-- START Provided records --

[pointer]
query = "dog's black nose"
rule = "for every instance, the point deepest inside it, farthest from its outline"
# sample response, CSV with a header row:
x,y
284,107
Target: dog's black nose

-- END Provided records --

_Short exercise_
Write out every one of the rows above verbatim, keeping their original order and line breaks unchanged.

_Right answer_
[pointer]
query = "dog's black nose"
rule = "for every instance, the point deepest inside it, farthest from its outline"
# sample response, CSV with a header row:
x,y
284,107
Target: dog's black nose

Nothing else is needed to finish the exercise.